Many people were watching the US Supreme Court in Washington DC last week. The justices inside did not disappoint those who expected drama. Although the landmark (if rather complex) victory for President Barack Obama on health care took most headlines, a decision by the court a few days earlier also has significant implications. Neither judgment, it would seem at first glance, directly affects science and research. But both decisions deserve attention.

First, health care. With the court's decision to largely uphold the health-reform law, the nation moved much closer to providing health care for all — a provision that, beginning with nineteenth-century German health-care reformer Otto von Bismarck, almost all other wealthy nations have come to acknowledge as a right, not a privilege.

The decision also secures the future of several science-related provisions, assuming that congressional Republicans don't overturn the law legislatively. These include the launch of a non-profit, non-governmental Patient-Centered Outcomes Research Institute, based in Washington DC. Its remit is to compare the risks, benefits and effectiveness of different treatments and of various approaches to health-care delivery and management — a hugely important enterprise if US spending on health is to be brought under control.

An immature science could be increasingly drawn into the decision-making process.

The second decision could fundamentally change the criminal justice system for thousands of young people, but has altogether different implications for researchers. In deciding on two cases of crimes committed by people under 18 years old — Miller v. Alabama and Jackson v. Hobbs — the court voted 5–4 to prevent mandatory life sentences being given without the possibility of parole for juveniles convicted of murder. The decision rests on the fact that such sentences violate provisions in the Eighth Amendment to the Constitution that prohibit cruel and unusual punishment.

The opinion of the court notes that the decision was based not just on “common sense” about young people's immaturity but “on science and social science as well”. Although the research may simply be backing up conclusions that the court would have reached anyway, the language of the opinion suggests that the justices seriously considered scientific evidence as a factor.

Specifically, the judgment cites behavioural research and brain-imaging studies that show fundamental differences between the brains of adults and juveniles, the latter of which can be underdeveloped in areas that help to control impulses and avoid risk, among other behaviours. The court took the view that these factors could mitigate culpability, and suggest a higher chance of reform as young people mature. Nature reported on the difficulties of applying science in such cases in April (see Nature 484, 304–306; 2012).

This is not the first time that scientific evidence has been used to bolster arguments for leniency towards young people: in a 2005 decision on Roper v. Simmons, the court took the death penalty off the table for young offenders, citing similar research. Now, the court says that it believes the behavioural and imaging evidence has got stronger.

● ABOUT THIS EXERCISE
Rewrite the Supreme Court rulings passage starting with "The opinion of" and going on through "as a factor.", with "justices" changed to "judges".

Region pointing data

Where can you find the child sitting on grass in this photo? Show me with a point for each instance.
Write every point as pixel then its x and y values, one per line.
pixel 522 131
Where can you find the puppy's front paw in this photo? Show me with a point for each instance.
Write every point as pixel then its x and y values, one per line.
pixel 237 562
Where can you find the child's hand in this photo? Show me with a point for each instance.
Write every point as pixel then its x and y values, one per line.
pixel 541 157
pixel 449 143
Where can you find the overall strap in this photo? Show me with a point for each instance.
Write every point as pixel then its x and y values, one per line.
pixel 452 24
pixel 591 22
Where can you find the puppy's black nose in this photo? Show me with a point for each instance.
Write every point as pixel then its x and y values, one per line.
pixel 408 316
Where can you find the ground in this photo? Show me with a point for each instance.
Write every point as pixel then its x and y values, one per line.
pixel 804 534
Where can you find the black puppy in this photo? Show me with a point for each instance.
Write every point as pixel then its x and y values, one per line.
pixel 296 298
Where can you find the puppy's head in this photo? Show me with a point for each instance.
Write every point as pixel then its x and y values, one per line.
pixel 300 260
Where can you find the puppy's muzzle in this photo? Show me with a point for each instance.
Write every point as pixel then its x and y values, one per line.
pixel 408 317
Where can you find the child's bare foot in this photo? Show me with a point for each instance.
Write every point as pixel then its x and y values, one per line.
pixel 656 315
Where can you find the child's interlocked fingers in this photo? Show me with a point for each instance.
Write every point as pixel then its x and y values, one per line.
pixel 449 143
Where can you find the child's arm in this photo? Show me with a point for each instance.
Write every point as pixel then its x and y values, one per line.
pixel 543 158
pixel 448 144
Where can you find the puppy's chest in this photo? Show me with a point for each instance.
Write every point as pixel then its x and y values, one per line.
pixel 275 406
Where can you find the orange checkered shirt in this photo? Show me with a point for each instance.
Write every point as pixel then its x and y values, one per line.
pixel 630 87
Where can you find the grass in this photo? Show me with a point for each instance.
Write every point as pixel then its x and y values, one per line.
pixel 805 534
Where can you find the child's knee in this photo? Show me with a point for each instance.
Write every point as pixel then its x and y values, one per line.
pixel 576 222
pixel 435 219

● RESULT OF THIS TASK
The opinion of the court notes that the decision was based not just on “common sense” about young people's immaturity but “on science and social science as well”. Although the research may simply be backing up conclusions that the court would have reached anyway, the language of the opinion suggests that the judges seriously considered scientific evidence as a factor.